* Page *
++++++++

Promoting Morrisons’s revamped More Card loyalty program is a key part of the campaign. The Morrisons More scheme will be trialed in 20 stores in the North East before a full rollout this summer and sees the reintroduction of a physical loyalty card. More card compares offers loyalty card-only discounts similar to Tesco's Clubcard scheme.

But Jemima Bird, chief exec and founder of Hello Finch, says the retailer is too focused on price matching the competition. “Chasing down what price Aldi are selling baked beans for has left them searching for why they were different in the first place,” she says. “Stop trying to be one of the Big 4 by trying to outplay the competition on price and just focus on the things that got them there in the first place.”

Playing the heritage card

As consumers seek trustworthy brands Morrisons has an advantage, Michelle Whelan, co-chief exec at VMLY&R UK and chief exec at VMLY&R Commerce UK explains. “Brands that marry purpose to growth, continue to build brand equity through hard times, and engage with people in moments that matter will win through,” Whelan says.

++++++++

* Records *
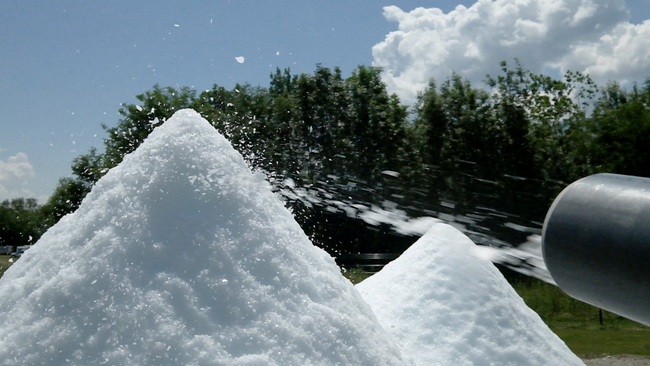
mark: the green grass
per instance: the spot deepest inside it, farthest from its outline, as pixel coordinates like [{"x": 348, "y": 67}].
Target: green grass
[
  {"x": 355, "y": 275},
  {"x": 578, "y": 324},
  {"x": 575, "y": 322},
  {"x": 4, "y": 263}
]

++++++++

* Objective 1 *
Please reproduce the part of the Morrisons article that opens with the words containing "Promoting Morrisons’s revamped" and closes with "Tesco's Clubcard scheme.".
* Objective 2 *
Decide whether each statement agrees with the Morrisons article, answering yes or no and quoting the words from the article that settle it: (a) The Morrisons More scheme will first be trialed in 20 stores in the North East. (b) Jemima Bird thinks Morrisons should put more effort into matching its competitors' prices. (c) Michelle Whelan is co-chief exec at VMLY&R UK.
* Objective 3 *
Write the next part of the Morrisons article, picking up after its final sentence.

* Task output 1 *
Promoting Morrisons’s revamped More Card loyalty program is a key part of the campaign. The Morrisons More scheme will be trialed in 20 stores in the North East before a full rollout this summer and sees the reintroduction of a physical loyalty card. More card compares offers loyalty card-only discounts similar to Tesco's Clubcard scheme.

* Task output 2 *
(a) Yes: "trialed in 20 stores in the North East"
(b) No: "the retailer is too focused on price matching the competition"
(c) Yes: "co-chief exec at VMLY&R UK"

* Task output 3 *
Whelan says the retailer needs to emphasize that it produces its own goods. “From market stall to superstore, Morrisons is known as the family-owned supermarket chain that produces much of its own produce with Market Street counters and specialists on hand to help people with shopping choices – a brilliant point of differentiation,” she says.

Morrisons has a “winning heritage card to play”, Whelan concludes. “As a proud Yorkshire food retailer now nationwide with over 100 years of supermarket experience.”